* Задание 1 *
Процитируйте из текста о Microsoft в Беларуси отрывок от слов «Компания Microsoft видит» до слов «и развитие ИТ-сферы.» включительно.
* Задание 2 *
Ответьте по тексту о Microsoft в Беларуси на вопросы:
(a) Когда Ирина Максимова была назначена Главой представительства Microsoft в Республике Беларусь?
(b) Сколько активных пользователей у Outlook.com?
(c) Каким был оборот Microsoft в мире по итогам финансового года (июль 2012 – июнь 2013 гг.)?
* Задание 3 *
Перескажите в виде списка абзац текста о Microsoft в Беларуси, начинающийся словами «Сегодня программное обеспечение Microsoft», сохранив основные факты.

* Фрагмент документа *
/---

# Технологии и коммуникации > Софт. Железо > Софт >  Microsoft официально представила новую Главу представительства в Республике Беларусь и провела мероп

## Labs

В рамках технологического шоу Microsoft Device Day, который состоялся сегодня в Минске, компания провела пресс-конференцию с участием Главы представительства Ирины Максимовой.

Ирина Максимова была назначена Главой представительства Microsoft в Республике Беларусь 1 августа текущего года. Ирина имеет более чем 20-летний опыт работы в ИТ индустрии, более чем 10 лет в компании Microsoft. Ранее она занимала позицию директора макрорегиона Сибирь и Дальний Восток Microsoft в России. Ирина, закончила Новосибирсский Государственный Университет по специальности прикладная математика. В настоящее время Ирина проходит обучение по программе Executive-MBA в Стокгольмской школе Экономики.

Во время общения с журналистами Ирина Максимова рассказала об основных приоритетах Microsoft в мире и на рынке Беларуси. По словам Ирины, компания Microsoft накопила огромный уникальный опыт и отлично понимает потребности пользователей, что дает ей возможность предлагать самые передовые разработки и инновационные продукты для бизнеса и дома.

Сегодня программное обеспечение Microsoft установлено более чем на 1 млрд. ПК по всему миру: эта цифра отражает лишь количество установок операционной системы Windows и превосходит инсталляционную базу всех продуктов одного любого из конкурентов. Более 1 млр. человек по всему миру использует Office. Для наглядности, это каждый 7-ой человек на планете. Пользователи Skype каждый день тратят 2 млрд. минут на общение, используя этот сервис. В Outlook.com более 400 млн. активных пользователей, и это наиболее быстро растущий почтовый сервис в мире. Доля Internet Explorer в мире по состоянию на июль 2013 года составила 56%.

По итогам прошедшего финансового года (июль 2012 - июнь 2013 гг.) оборот Microsoft в мире составил $77,84 млрд.

Компания Microsoft видит большие возможности для развития своего потенциала на рынке Республики Беларусь. Рынок Беларуси имеет все необходимое, чтобы стать одним из самых значимых для компании на территории СНГ. Основными приоритетами Microsoft на рынке Беларуси в текущем году будут усиление сотрудничества с государственными и коммерческими организациями, развитие партнерской экосистемы и развитие ИТ-сферы.

\---

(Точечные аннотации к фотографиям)

/---

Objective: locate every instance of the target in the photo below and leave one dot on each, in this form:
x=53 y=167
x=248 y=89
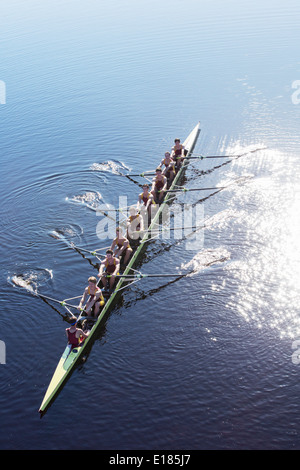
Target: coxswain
x=159 y=186
x=145 y=199
x=178 y=154
x=121 y=246
x=75 y=335
x=95 y=298
x=109 y=266
x=135 y=224
x=169 y=171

\---

* Ожидаемый ответ 1 *
Компания Microsoft видит большие возможности для развития своего потенциала на рынке Республики Беларусь. Рынок Беларуси имеет все необходимое, чтобы стать одним из самых значимых для компании на территории СНГ. Основными приоритетами Microsoft на рынке Беларуси в текущем году будут усиление сотрудничества с государственными и коммерческими организациями, развитие партнерской экосистемы и развитие ИТ-сферы.

* Ожидаемый ответ 2 *
(a) 1 августа текущего года.
(b) Более 400 млн.
(c) $77,84 млрд.

* Ожидаемый ответ 3 *
- Программное обеспечение Microsoft установлено более чем на 1 млрд ПК по всему миру. Эта цифра отражает лишь установки Windows и превосходит инсталляционную базу всех продуктов любого из конкурентов.
- Office пользуются более 1 млрд человек, то есть каждый 7-й человек на планете.
- Пользователи Skype ежедневно тратят на общение 2 млрд минут.
- У Outlook.com более 400 млн активных пользователей, и это самый быстрорастущий почтовый сервис в мире.
- Доля Internet Explorer в мире на июль 2013 года составила 56%.